> _EXERCISE_:
Reproduce all of the material below word for word, leaving out the pictures.
═══
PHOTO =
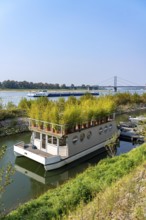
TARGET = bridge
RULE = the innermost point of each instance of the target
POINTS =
(119, 83)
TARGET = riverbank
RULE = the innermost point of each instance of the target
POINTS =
(83, 189)
(126, 199)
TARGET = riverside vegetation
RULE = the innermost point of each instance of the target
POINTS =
(59, 202)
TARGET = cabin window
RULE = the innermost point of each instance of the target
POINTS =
(82, 136)
(89, 134)
(54, 141)
(37, 135)
(110, 126)
(100, 130)
(75, 139)
(49, 139)
(62, 141)
(105, 129)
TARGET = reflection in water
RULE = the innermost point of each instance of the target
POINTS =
(30, 179)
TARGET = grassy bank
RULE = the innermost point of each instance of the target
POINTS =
(58, 202)
(125, 199)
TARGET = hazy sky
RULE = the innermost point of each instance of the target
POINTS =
(73, 41)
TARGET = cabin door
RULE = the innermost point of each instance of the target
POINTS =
(44, 142)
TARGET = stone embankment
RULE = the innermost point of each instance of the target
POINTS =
(13, 126)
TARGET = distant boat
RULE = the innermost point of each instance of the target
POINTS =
(59, 94)
(137, 119)
(43, 93)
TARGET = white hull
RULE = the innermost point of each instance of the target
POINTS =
(73, 158)
(48, 150)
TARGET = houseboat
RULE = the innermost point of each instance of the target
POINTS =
(54, 145)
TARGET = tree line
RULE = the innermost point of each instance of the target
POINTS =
(11, 84)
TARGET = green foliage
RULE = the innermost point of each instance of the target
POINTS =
(73, 111)
(5, 173)
(5, 114)
(10, 106)
(64, 199)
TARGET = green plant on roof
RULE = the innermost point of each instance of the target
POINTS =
(72, 111)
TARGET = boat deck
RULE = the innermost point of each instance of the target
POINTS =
(31, 148)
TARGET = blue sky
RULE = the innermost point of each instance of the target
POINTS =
(73, 41)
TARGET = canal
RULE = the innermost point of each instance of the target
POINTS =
(31, 180)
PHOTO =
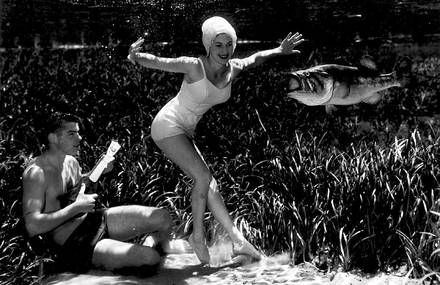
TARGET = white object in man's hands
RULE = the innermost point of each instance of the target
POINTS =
(104, 161)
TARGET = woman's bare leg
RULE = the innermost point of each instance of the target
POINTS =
(182, 152)
(214, 199)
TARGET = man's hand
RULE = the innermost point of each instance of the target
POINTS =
(85, 202)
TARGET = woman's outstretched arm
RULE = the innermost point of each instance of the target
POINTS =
(181, 64)
(286, 47)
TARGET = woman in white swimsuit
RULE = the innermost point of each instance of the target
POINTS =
(207, 82)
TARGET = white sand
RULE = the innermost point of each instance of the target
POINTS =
(184, 268)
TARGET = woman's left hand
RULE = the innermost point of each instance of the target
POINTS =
(290, 42)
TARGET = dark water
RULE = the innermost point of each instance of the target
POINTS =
(329, 22)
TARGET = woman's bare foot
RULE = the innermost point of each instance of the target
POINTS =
(200, 249)
(244, 247)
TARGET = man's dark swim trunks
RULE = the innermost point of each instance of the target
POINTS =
(77, 252)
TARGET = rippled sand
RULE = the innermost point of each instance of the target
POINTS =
(183, 268)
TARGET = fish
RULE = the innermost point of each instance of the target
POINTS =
(333, 84)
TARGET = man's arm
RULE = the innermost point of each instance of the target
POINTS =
(34, 195)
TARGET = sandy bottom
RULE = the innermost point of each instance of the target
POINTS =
(183, 268)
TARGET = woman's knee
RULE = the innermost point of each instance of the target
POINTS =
(163, 219)
(203, 181)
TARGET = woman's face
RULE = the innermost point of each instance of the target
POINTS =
(222, 48)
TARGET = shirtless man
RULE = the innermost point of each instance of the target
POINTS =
(84, 236)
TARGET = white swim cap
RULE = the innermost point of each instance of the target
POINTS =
(214, 26)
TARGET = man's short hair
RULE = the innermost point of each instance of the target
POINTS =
(57, 120)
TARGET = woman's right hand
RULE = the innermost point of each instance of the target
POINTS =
(133, 49)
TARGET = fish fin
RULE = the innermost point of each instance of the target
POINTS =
(368, 65)
(373, 99)
(330, 109)
(402, 69)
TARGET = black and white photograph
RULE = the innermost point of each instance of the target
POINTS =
(178, 142)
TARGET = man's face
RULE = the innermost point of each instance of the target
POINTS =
(69, 138)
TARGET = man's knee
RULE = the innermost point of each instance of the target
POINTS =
(163, 219)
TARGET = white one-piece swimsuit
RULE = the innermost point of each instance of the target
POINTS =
(182, 113)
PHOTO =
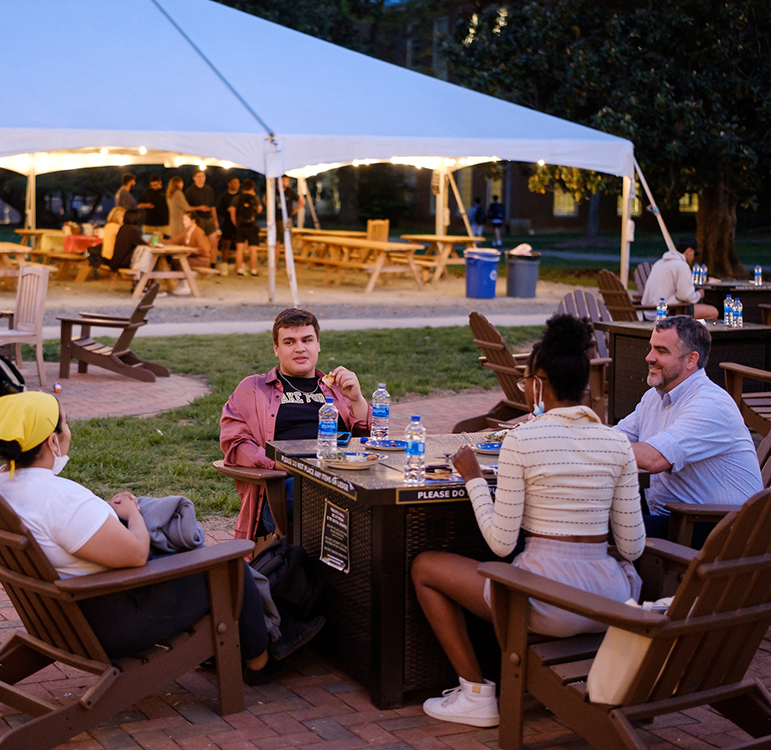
═══
> _TASK RESULT_:
PHOTO =
TARGET = bridge
RULE = the innermost point of each instance of the target
POINTS =
(119, 83)
TARGET = riverbank
RULE = the innermost point of each instance of the target
POINTS =
(83, 189)
(126, 199)
TARGET = riverside vegetation
RULE = the innermost point of each instance of the target
POINTS =
(59, 202)
TARGET = cabin window
RULE = the innermost point of each instance of the target
POINTS =
(82, 136)
(89, 134)
(54, 141)
(37, 135)
(110, 126)
(100, 130)
(75, 139)
(49, 139)
(62, 141)
(105, 129)
TARGET = reflection in water
RULE = the innermost point of each instance of the target
POINTS =
(30, 179)
TARGET = grassy bank
RULE = the innermost point of each instance of the target
POINTS =
(58, 202)
(125, 199)
TARGET = hazy sky
RULE = the innermost point of each instance of the target
POINTS =
(73, 41)
TARGET = cabin door
RULE = the innermost point of each instance of the target
POINTS =
(44, 142)
TARGET = stone embankment
RULE = the innermost point of each instance of the target
POINTS =
(13, 126)
TARGET = distant boat
RULE = the innermost point of each instance of the target
POINTS =
(59, 94)
(137, 119)
(43, 93)
TARGET = white hull
RULE = the innermost point of each instance of the target
POINTS =
(73, 158)
(48, 150)
TARGET = houseboat
RULE = the innermost point of each instance of the target
POINTS =
(54, 145)
TARGET = tree line
RULE = the innermost point of each instance of the target
POINTS =
(11, 84)
TARGET = green foliage
RULE = the innermost point of each instance of the target
POINTS =
(73, 111)
(5, 173)
(5, 114)
(10, 106)
(64, 199)
TARGET = green plant on roof
RULE = the innermost point of each instance of the target
POINTS =
(72, 111)
TARGET = boat deck
RULE = the innermost point of each instance of the target
POINTS =
(31, 148)
TARGET = blue sky
RULE = the innermost point of each instance of the target
POINTS =
(73, 41)
TARGET = canal
RULE = the innermost point of each instance of the target
POINTS =
(31, 180)
PHOTO =
TARGET = white object in man's hands
RULE = the innermost point of each instance of the target
POINTS =
(104, 161)
TARGET = woman's bare leg
RULE = the innermost point of each instance of the target
POINTS =
(182, 152)
(214, 199)
TARGET = man's hand
RULE = the innermost point of each instance of the target
POINTS =
(85, 202)
TARGET = woman's outstretched arm
RULE = the innermost point of each instance of the target
POINTS =
(181, 64)
(286, 47)
TARGET = woman in white swimsuit
RULE = the innermost point of each instance of the target
POINTS =
(207, 82)
TARGET = white sand
RULE = the innermost point of each instance of the target
POINTS =
(184, 268)
TARGET = woman's left hand
RULE = the innermost point of each instance of the target
POINTS =
(290, 42)
TARGET = dark water
RULE = the innermost point of each instance of the target
POINTS =
(329, 22)
TARGET = woman's bare foot
RULE = the innermost point of each instance of the target
POINTS =
(200, 249)
(244, 247)
TARGET = man's dark swim trunks
RULE = the innermost point of each instance of the target
POINTS =
(77, 252)
TARGET = rippled sand
RULE = the innermost point of each instance of the target
POINTS =
(183, 268)
TARGET = fish
RULE = the innermost point of each instance of the target
POINTS =
(333, 84)
TARGET = man's arm
RULE = the innermost point of each instance of the target
POINTS =
(34, 195)
TARGET = sandy bottom
RULE = the innermost point of each instance of the target
POINTS =
(183, 268)
TARGET = woman's knee
RULE = the innermost point of each instance of the target
POINTS =
(163, 219)
(203, 181)
TARGET = woman's face
RULE = the innermost point of each instance of the target
POINTS =
(222, 48)
TARGET = shirtless man
RULE = the innermost point of each instance of the target
POINTS =
(84, 236)
TARGET = white swim cap
RULE = the innermost point of each instance of the target
POINTS =
(214, 26)
TARGET = man's short hair
RULE = the innermost point of each instance of the target
POINTS =
(57, 120)
TARGET = woman's right hand
RULE = the innermost point of each instance of the target
POINTS =
(133, 49)
TARGET = fish fin
RULE = the innermost point of each instance of the target
POINTS =
(368, 65)
(373, 99)
(330, 109)
(402, 69)
TARGET = black and white photograph
RULE = the innermost point of each instance of the target
POINTS =
(178, 142)
TARGET = man's face
RULE = the innermost point of each instance of the target
POINTS =
(69, 138)
TARGET = man's knee
RULE = the innermost point of each instance of the target
POINTS =
(163, 219)
TARGET = white one-piece swimsuit
RULE = the innermost point of each instance of the target
POINTS =
(182, 113)
PHOTO =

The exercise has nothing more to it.